Petunjuk Latihan:
1. Menurut teks tentang Pilgub Jambi 2010, daerah mana saja yang tidak mengirimkan orang nomor satunya untuk ikut Pilgub?
2. Lanjutkan teks tentang Pilgub Jambi 2010 mulai dari sesudah kalimat terakhirnya.

Terhitung mulai tanggal 20 Juni 2010, kita sudah mendapatkan gambaran siapa pemenang dari Pilgub dan menjadi orang nomor satu di Propinsi Jambi.
Dari 4 pasang kandidate, sebagian besar berasal dari Bupati di Propinsi Jambi. Hanya Kerinci, Bangko, Batanghari dan Kotamadya Jambi yang tidak mengirimkan orang nomor satunya mengikuti Pilgub 2010. Keempat daerah tersebut baru memilih Kepala Daerah.
Majunya kandidate Pilgub 2010 merupakan gejala yang menarik untuk kita lihat dan terlalu sayang untuk kita lewatkan.
Pilgub 2010 merupakan prestasi tersendiri dari kemajuan demokrasi di Jambi
Majunya kandidate Pilgub 2010 tidak dapat dilepaskan prestasi masing-masing kandidate yang telah berhasil menang di Kabupaten.

Data Hasil Ekstraksi:
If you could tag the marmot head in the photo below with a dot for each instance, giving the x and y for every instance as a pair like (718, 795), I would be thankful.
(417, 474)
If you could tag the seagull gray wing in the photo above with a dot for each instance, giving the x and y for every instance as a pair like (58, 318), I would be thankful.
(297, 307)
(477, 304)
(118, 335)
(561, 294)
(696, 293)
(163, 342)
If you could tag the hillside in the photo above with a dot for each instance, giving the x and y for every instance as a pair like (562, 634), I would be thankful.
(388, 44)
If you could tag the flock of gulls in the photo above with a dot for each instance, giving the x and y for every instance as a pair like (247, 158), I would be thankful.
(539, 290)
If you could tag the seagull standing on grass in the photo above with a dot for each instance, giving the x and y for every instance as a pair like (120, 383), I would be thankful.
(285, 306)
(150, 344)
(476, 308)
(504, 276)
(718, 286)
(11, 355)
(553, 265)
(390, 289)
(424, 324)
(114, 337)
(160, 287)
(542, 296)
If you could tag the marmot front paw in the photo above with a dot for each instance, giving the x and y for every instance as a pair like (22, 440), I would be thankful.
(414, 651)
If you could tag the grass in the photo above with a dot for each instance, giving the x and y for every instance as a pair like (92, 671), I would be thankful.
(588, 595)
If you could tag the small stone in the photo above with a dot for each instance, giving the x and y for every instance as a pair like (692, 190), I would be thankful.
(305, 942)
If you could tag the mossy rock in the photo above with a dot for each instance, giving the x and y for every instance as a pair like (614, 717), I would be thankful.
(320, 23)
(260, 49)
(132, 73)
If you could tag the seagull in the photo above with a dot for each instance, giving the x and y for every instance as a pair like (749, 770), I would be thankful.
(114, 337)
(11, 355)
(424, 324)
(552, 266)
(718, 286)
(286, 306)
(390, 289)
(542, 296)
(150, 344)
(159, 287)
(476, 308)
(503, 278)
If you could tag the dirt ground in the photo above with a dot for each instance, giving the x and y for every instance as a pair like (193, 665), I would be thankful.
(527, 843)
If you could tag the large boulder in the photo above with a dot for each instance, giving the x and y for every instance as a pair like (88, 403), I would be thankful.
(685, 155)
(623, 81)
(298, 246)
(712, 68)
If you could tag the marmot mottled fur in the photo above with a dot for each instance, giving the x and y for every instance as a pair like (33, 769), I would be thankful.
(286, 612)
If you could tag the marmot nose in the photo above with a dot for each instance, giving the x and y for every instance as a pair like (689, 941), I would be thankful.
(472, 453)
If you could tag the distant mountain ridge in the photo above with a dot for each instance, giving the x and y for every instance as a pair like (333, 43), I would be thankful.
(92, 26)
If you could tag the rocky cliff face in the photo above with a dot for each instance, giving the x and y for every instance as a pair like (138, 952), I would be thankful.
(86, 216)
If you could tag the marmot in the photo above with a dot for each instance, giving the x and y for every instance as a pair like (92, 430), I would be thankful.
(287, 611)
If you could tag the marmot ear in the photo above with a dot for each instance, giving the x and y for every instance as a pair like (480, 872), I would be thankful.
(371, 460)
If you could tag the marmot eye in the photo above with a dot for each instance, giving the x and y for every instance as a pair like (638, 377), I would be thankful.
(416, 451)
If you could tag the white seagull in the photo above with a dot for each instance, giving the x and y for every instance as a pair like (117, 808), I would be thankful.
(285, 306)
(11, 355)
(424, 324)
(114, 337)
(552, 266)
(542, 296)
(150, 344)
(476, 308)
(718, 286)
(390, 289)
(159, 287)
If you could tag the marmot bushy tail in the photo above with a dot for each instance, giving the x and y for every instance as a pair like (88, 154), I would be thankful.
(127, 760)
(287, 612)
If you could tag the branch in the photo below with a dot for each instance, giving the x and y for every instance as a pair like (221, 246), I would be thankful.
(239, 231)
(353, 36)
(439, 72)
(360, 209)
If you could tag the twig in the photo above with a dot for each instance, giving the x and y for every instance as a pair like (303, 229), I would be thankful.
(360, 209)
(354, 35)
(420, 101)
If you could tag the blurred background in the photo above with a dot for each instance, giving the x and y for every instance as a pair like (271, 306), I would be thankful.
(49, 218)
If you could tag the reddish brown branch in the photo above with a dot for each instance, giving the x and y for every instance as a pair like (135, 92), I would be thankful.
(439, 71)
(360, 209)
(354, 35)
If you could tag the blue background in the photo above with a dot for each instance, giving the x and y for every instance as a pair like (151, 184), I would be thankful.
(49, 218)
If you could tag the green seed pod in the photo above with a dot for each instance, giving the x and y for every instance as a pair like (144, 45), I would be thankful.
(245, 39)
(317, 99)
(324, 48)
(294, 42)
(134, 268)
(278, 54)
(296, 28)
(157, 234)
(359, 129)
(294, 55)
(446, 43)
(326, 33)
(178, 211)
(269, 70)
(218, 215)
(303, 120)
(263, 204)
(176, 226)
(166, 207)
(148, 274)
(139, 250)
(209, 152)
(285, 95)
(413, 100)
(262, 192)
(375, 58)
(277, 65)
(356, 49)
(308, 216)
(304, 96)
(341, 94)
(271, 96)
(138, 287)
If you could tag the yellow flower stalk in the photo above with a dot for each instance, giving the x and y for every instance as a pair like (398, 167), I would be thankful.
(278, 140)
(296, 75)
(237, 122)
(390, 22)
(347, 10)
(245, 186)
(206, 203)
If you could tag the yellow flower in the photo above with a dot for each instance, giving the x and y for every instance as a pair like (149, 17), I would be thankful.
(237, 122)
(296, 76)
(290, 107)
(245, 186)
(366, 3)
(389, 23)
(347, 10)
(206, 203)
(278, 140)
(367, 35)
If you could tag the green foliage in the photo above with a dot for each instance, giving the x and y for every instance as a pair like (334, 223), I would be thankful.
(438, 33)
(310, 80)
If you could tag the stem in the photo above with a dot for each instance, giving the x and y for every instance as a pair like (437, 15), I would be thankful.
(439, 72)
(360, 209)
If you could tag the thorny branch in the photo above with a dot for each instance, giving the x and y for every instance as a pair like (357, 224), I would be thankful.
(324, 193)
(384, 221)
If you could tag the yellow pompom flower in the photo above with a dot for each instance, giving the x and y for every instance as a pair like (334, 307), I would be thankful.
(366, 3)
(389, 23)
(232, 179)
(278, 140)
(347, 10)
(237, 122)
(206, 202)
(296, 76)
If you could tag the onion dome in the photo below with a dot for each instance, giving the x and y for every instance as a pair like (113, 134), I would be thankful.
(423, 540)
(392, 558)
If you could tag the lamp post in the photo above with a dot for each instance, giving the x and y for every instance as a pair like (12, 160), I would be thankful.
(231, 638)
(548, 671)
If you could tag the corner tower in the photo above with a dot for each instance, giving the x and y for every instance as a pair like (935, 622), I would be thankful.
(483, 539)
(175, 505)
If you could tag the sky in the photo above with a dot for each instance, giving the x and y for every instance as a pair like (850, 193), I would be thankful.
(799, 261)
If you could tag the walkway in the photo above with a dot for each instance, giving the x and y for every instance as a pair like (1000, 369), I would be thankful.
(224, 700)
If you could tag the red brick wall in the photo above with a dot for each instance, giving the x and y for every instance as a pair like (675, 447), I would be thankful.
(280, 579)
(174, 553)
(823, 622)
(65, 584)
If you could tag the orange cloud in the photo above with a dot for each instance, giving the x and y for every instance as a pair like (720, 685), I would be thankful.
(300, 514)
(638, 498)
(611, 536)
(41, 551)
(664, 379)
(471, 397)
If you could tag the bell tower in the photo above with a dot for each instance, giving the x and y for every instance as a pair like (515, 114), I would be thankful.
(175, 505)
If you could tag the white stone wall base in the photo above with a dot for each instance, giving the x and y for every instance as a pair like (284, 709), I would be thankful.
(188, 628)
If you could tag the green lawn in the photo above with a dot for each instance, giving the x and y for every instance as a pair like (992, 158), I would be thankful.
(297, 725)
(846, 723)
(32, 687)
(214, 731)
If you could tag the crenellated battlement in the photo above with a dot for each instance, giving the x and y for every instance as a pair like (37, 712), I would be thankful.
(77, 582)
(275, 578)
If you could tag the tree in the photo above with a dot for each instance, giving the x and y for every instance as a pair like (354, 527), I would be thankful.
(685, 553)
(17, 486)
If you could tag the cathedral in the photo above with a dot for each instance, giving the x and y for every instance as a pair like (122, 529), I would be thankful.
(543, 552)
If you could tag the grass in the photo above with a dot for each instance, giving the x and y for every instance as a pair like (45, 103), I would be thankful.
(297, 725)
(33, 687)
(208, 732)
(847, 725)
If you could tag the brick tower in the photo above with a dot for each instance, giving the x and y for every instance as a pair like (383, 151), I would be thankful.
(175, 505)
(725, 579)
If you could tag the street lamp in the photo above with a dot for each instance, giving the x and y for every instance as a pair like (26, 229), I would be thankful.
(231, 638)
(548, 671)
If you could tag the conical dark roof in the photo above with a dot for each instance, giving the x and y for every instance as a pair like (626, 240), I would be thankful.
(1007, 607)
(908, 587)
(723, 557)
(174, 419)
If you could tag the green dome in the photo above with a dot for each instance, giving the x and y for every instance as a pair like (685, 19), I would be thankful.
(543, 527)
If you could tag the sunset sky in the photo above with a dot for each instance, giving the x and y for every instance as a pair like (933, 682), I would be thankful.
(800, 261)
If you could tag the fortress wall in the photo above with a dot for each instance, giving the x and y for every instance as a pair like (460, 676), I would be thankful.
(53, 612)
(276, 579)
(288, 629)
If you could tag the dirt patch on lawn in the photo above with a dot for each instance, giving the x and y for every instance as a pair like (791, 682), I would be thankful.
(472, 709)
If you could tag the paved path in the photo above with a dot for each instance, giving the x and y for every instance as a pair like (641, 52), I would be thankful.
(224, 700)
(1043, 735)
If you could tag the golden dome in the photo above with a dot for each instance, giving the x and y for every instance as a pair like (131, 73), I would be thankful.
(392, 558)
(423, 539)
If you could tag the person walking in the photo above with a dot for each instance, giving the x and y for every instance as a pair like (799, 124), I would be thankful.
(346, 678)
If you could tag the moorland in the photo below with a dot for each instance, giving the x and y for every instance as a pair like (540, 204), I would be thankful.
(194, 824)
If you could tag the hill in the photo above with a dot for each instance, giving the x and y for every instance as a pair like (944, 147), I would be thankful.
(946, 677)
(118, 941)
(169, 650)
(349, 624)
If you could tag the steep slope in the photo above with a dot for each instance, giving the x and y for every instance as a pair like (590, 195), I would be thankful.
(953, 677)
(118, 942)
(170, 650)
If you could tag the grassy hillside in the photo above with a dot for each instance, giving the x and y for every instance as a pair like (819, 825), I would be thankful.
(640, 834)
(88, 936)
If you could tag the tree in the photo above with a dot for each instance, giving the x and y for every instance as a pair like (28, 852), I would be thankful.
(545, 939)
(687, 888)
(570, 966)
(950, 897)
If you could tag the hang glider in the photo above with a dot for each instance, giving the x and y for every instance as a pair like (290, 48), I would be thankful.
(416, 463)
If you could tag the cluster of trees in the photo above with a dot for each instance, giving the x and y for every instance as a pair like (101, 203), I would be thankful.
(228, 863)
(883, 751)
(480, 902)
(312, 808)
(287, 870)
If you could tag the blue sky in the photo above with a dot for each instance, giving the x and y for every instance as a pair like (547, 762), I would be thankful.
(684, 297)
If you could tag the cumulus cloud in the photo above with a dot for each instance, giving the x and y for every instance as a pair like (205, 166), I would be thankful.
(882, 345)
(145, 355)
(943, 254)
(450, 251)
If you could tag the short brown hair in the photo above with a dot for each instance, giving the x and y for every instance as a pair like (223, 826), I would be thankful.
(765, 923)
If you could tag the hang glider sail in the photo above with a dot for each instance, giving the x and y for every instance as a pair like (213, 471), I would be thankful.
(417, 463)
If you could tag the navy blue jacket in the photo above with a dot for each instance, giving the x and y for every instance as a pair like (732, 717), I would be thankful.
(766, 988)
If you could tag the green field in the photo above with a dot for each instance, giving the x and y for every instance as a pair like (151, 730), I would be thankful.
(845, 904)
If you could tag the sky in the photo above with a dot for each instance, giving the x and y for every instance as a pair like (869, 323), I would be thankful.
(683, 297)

Kunci Jawaban:
1. Kerinci, Bangko, Batanghari, dan Kotamadya Jambi.

2.
Bahkan keseluruhan kandidate telah mencoba peruntungannya di daerah masing-masing. Terlepas kemenangan dan kekalahan yang mereka dapatkan ketika pilkada di daerah masing-masing.
Namun apresiasi terhadap majunya kandidate dari daerah, tidak menghilangkan sikap kritis kita
Majunya kandidate yang berasal dari kepala daerah sebenarnya adalah kepentingan pribadi dari kandidate tersebut. artinya diluar daripada kepentingan dinas atau kepentingan sebagai Kepala Daerah dan tentu saja tidak berhak menggunakan fasilitas tersebut.
Maka sudah seharusnya tidak menggunakan fasilitas daerah yang diberikan oleh negara sebagai kepala daerah.
Kandidate yang berasal kepala Daerah tentu saja menggunakan fasilitas daerah (baik secara resmi maupun diam-diam).
Dimulainya kendaraan mobil dinas untuk mengunjungi berbagai daerah di Propinsi Jambi yang tentu saja beriringan dengan berbagai kepala Dinas.
Tentu saja kita tidak akan menemukan agenda dinas, terhadap perjalanan kandidate tersebut ke daerah lain selain tentu saja untuk kampanye.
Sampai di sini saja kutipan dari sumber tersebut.